Render every line of the records below as a Markdown table with columns named Row and Content, numbering each row and omitting blank lines. Leave the pictures out of your answer.

=== Listed records ===

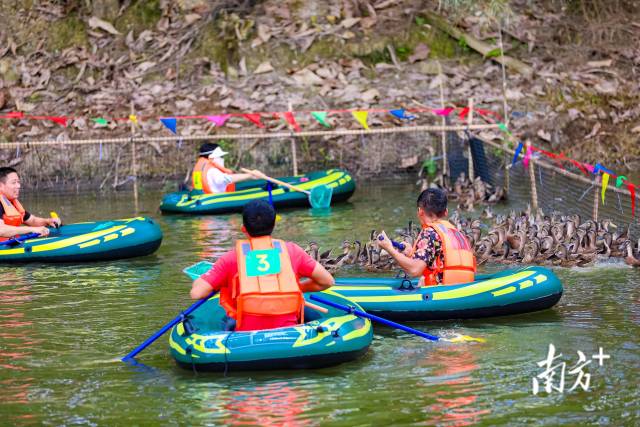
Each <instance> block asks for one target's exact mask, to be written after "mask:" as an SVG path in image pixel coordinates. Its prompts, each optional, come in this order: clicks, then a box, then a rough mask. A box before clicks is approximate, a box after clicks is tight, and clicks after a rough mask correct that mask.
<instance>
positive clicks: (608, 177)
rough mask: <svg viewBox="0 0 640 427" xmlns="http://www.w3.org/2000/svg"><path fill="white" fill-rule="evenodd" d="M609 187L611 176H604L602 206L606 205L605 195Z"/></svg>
mask: <svg viewBox="0 0 640 427" xmlns="http://www.w3.org/2000/svg"><path fill="white" fill-rule="evenodd" d="M608 185H609V174H608V173H603V174H602V193H601V194H602V204H603V205H604V193H606V192H607V186H608Z"/></svg>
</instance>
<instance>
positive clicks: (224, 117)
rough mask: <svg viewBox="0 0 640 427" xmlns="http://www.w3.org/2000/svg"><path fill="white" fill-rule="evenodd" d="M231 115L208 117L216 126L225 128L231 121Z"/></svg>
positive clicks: (218, 115) (207, 119)
mask: <svg viewBox="0 0 640 427" xmlns="http://www.w3.org/2000/svg"><path fill="white" fill-rule="evenodd" d="M229 117H231V114H219V115H217V116H207V120H209V121H210V122H213V123H214V124H215V125H216V126H218V127H220V126H223V125H224V124H225V123H226V122H227V120H229Z"/></svg>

===

◆ Answer space:
| Row | Content |
|---|---|
| 1 | Each <instance> block asks for one target's exact mask, to be written after "mask:" as an SVG path in image pixel coordinates. Its prompts, each optional, come in this order: clicks, then a box, then a rough mask. A box before clicks is approximate, a box after clicks is tight, and clicks after a rough mask correct that mask. |
| 2 | <instance> |
| 3 | positive clicks: (608, 177) |
| 4 | rough mask: <svg viewBox="0 0 640 427" xmlns="http://www.w3.org/2000/svg"><path fill="white" fill-rule="evenodd" d="M609 187L611 176H604L602 206L606 205L605 195Z"/></svg> |
| 5 | mask: <svg viewBox="0 0 640 427" xmlns="http://www.w3.org/2000/svg"><path fill="white" fill-rule="evenodd" d="M608 185H609V174H608V173H603V174H602V193H601V194H602V204H603V205H604V193H606V192H607V186H608Z"/></svg> |
| 6 | </instance> |
| 7 | <instance> |
| 8 | positive clicks: (224, 117) |
| 9 | rough mask: <svg viewBox="0 0 640 427" xmlns="http://www.w3.org/2000/svg"><path fill="white" fill-rule="evenodd" d="M231 115L208 117L216 126L225 128L231 121Z"/></svg> |
| 10 | positive clicks: (218, 115) (207, 119) |
| 11 | mask: <svg viewBox="0 0 640 427" xmlns="http://www.w3.org/2000/svg"><path fill="white" fill-rule="evenodd" d="M229 117H231V114H219V115H217V116H207V120H209V121H210V122H213V123H214V124H215V125H216V126H218V127H220V126H223V125H224V124H225V123H226V122H227V120H229Z"/></svg> |